**PROBLEM SET**.
1. In the Supersystem article below, which label did the band switch to after leaving Dischord?
2. Duplicate the Supersystem article below from the words "It was an important" up to and including the words "And that sucked.".
3. Pick up the Supersystem article below from its last sentence and keep writing it.

Supersystem’s El Guapo sprung out of Washington, D.C., changed musical styles like a fashionista, and always lived on the fringe. The group dodged structure. They played with sound like it was a chemistry set. Occasionally even ventured into that dreaded free-jazz zone. And was most definitely the oddest band to ever release an album on hardcore stalwart Dischord Records. Even Fake French, the group’s last of its four discs as El Guapo and maybe the only one that even shared an apartment with conventional, was still a few degrees from center.

It was an important moment, though. The band had discovered jerking dance-punk a couple years before the rest of us; the addition of Rapture keyboardist Pete Cafarella helping the group get their groove on. The only problem was, they forgot that it was supposed to be fun, not fusion. Not that it mattered. That other El Guapo was still out there, slamming back tall boys. And since the band from D.C. had decided to switch from Dischord to Chicago indie Touch & Go, the quintet was forced give up their claim on the name El Guapo. Eight years and four albums just doesn’t trump a trademark. And that sucked.

“No one wanted to do it, but we didn’t have much of a choice,” says singer-bassist Justin “Destroyer” Moyer. “Changing a name is just traumatic.”

But the newly dubbed Supersystem—the title of El Guapo’s third record, by the way—decided to look at the name-swap as a chance to remodel. The group was going to clean out their cluttered songs, maybe chuck their tendency to noodle, and put in one hell of a stereo. It was basically going to be rock’s version of Extreme Makeover, just without Ty Pennington and some little boy with no bones. The basic foundation was already there: The epileptic rhythms, the plastic sheen, the computer burps. They just needed lose the superior attitude and built up the kind of spastic hustles that would work like mind control, forcing you to shake everything even when you didn’t want to.

**INFORMATION SHOWN**.
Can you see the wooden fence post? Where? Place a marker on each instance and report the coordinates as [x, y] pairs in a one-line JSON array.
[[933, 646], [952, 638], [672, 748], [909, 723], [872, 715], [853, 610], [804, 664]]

**RESPONSES BY TASK**.
1. Touch & Go, a Chicago indie label.

2.
It was an important moment, though. The band had discovered jerking dance-punk a couple years before the rest of us; the addition of Rapture keyboardist Pete Cafarella helping the group get their groove on. The only problem was, they forgot that it was supposed to be fun, not fusion. Not that it mattered. That other El Guapo was still out there, slamming back tall boys. And since the band from D.C. had decided to switch from Dischord to Chicago indie Touch & Go, the quintet was forced give up their claim on the name El Guapo. Eight years and four albums just doesn’t trump a trademark. And that sucked.

3.
“We decided that at some point you have to stop worrying about whether something is new or not and go for something good,” Moyer says. “It’s something that I’ve really had to come to peace with. A lot of the music I’ve made with this band was new, but it was either flawed or pretentious. Now I think I’ve gotten some perspective, and the band has too. We realized that this is supposed to be fun.”

And Supersystem’s debut, Always Never Again, is definitely that—a record to cause random street parties and maybe a few illicit acts. Songs strut along on pogo beats and Rafael Cohen’s choppy, world-beat-fused guitar work. Keyboards hiccups melodies. And Moyer’s chanting vocals come off more like Simon-Says commands than actual singing. It makes a track like “Defcon” seem like a Junior Senior disco romp, just set on hyperactive. Or “Everybody Sings” a dance anthem for the disenfranchised, Moyer asking over and over “if you feel a connection with the people on the street.” The answer is generally, “No.” But with the Middle-Eastern shimmies of “Miracle” pumping through your iPod, you probably could care less. There are more important things to do, like make your ass wiggle.

And so far, that seems to be exactly what Supersystem is causing people to do. While the moniker change has meant some setbacks when it comes to name recognition, the few shows the group has played—and at three so far, we do mean few—the response has been better than Moyer would have hoped. A coming-out gig at this year’s South by Southwest was a big success. And with Supersystem’s inaugural tour just getting under way, Moyer is hoping for more of the same, though he’s not getting his hopes up too high.

“Right now, everything is sort of too early to tell,” he says. “You read the articles about yourself and some of them are good and some of them are bad. But I really measure how we’re doing by the shows, whether we have a real connection to the people and if they buy our record and want to come see us again. That’s how you really know how you’re doing. And so far, that’s been really good. I don’t want to get too ahead of myself, but we’re excited. Maybe this whole adventure will have been worth it.”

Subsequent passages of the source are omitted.